Data rows
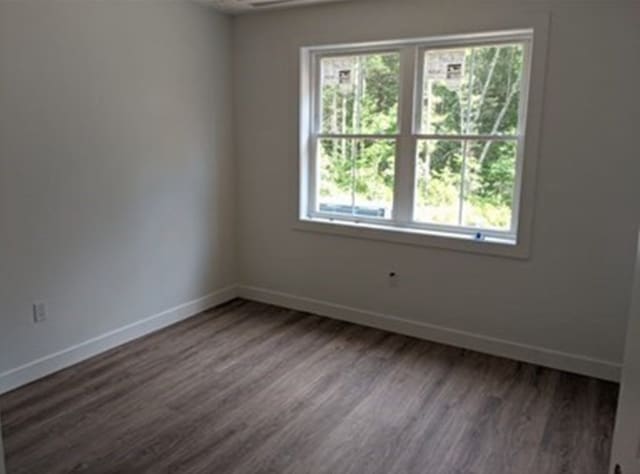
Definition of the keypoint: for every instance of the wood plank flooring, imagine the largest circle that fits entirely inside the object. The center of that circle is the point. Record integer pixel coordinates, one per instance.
(252, 388)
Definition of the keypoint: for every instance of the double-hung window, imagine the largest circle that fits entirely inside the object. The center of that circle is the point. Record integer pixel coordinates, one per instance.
(422, 136)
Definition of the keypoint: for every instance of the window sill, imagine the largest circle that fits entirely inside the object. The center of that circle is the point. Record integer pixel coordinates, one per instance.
(416, 237)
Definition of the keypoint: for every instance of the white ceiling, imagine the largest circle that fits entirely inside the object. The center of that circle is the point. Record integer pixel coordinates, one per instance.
(240, 6)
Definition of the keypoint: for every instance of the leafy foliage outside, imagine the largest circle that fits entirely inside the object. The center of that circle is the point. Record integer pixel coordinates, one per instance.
(467, 91)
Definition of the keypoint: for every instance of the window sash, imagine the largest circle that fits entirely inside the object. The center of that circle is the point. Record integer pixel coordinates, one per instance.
(409, 117)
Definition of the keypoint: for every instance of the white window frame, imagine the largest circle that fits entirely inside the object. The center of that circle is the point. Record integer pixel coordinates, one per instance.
(400, 227)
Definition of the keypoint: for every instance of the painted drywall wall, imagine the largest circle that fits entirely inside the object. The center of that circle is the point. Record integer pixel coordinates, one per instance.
(116, 167)
(571, 295)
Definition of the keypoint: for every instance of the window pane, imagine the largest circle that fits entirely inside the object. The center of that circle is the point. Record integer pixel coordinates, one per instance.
(489, 184)
(360, 93)
(438, 181)
(466, 183)
(355, 177)
(472, 90)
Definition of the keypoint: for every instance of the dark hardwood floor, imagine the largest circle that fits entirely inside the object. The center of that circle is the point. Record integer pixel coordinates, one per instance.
(252, 388)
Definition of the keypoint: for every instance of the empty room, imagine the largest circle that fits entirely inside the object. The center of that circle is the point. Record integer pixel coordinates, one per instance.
(319, 236)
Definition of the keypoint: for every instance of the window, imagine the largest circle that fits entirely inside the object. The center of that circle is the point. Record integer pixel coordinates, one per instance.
(421, 136)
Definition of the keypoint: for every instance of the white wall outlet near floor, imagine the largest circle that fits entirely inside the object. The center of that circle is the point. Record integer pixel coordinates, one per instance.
(39, 312)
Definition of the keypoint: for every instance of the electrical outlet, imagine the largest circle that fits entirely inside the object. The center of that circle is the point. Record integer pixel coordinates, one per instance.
(39, 312)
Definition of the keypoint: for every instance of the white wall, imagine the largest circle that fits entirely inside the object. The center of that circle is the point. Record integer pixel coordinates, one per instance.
(116, 167)
(571, 296)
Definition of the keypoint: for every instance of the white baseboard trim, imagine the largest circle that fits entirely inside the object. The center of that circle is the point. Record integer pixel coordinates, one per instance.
(575, 363)
(51, 363)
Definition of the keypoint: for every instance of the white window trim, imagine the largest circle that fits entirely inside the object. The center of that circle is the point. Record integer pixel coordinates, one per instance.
(400, 229)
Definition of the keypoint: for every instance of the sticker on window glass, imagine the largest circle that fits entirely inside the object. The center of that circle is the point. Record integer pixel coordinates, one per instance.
(445, 65)
(344, 77)
(339, 72)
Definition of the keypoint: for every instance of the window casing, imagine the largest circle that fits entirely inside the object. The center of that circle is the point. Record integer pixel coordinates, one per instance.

Short exercise
Repeat only the stretch of lines that begins at the line containing "the window, imagine" and ends at the last line above, both included.

Exercise answer
Definition of the keypoint: for every instance of the window, imagine the largest circle that fits entirely inside the object. The center of that circle is the point. Record integer pixel coordinates, one per instance.
(421, 136)
Definition of the keypoint: for every instance of the white wall outlet near floor, imagine the largest circle that fits entirely inside the object. The center of that circle is the point. Record integer pixel coordinates, one per instance.
(39, 312)
Definition of the keypoint: for every instance of the electrical outlet, imagine the largest circle that fits entirely inside the object. The center of that circle is the point. Record integer pixel coordinates, one per instance.
(39, 312)
Definition of the keypoint: for every instance of the white wall, imagine the largest circle that fits entirely inside the object. The center of that circle is the point. Record integer pixel coordinates, one per instance.
(116, 167)
(571, 296)
Definition of the keypoint: for every instance of the white baseboard trim, imagine the largest circle that fits entirely inside the object. The center of that circle is the point. Record integer pixel coordinates, one per instance.
(575, 363)
(51, 363)
Definition of the keypoint: for every instance of the white window trim, imagine the largest circle that fits entirely inside the object. The center of that circle is the point. Record integer pixel coordinates, one per instance.
(400, 229)
Definition of the keypoint: for every instance of the sticker on window glass, imagine the largest circle that fits entirely inside the object. The center of that circle is the point. Record integer pixel coordinates, one per instance.
(445, 65)
(344, 77)
(339, 72)
Definition of the keypoint: for every instance of the window casing, imagine the largest circle that fits entirely inside the object. The center of that circle is the point. Record integer pixel coordinates, one per instance.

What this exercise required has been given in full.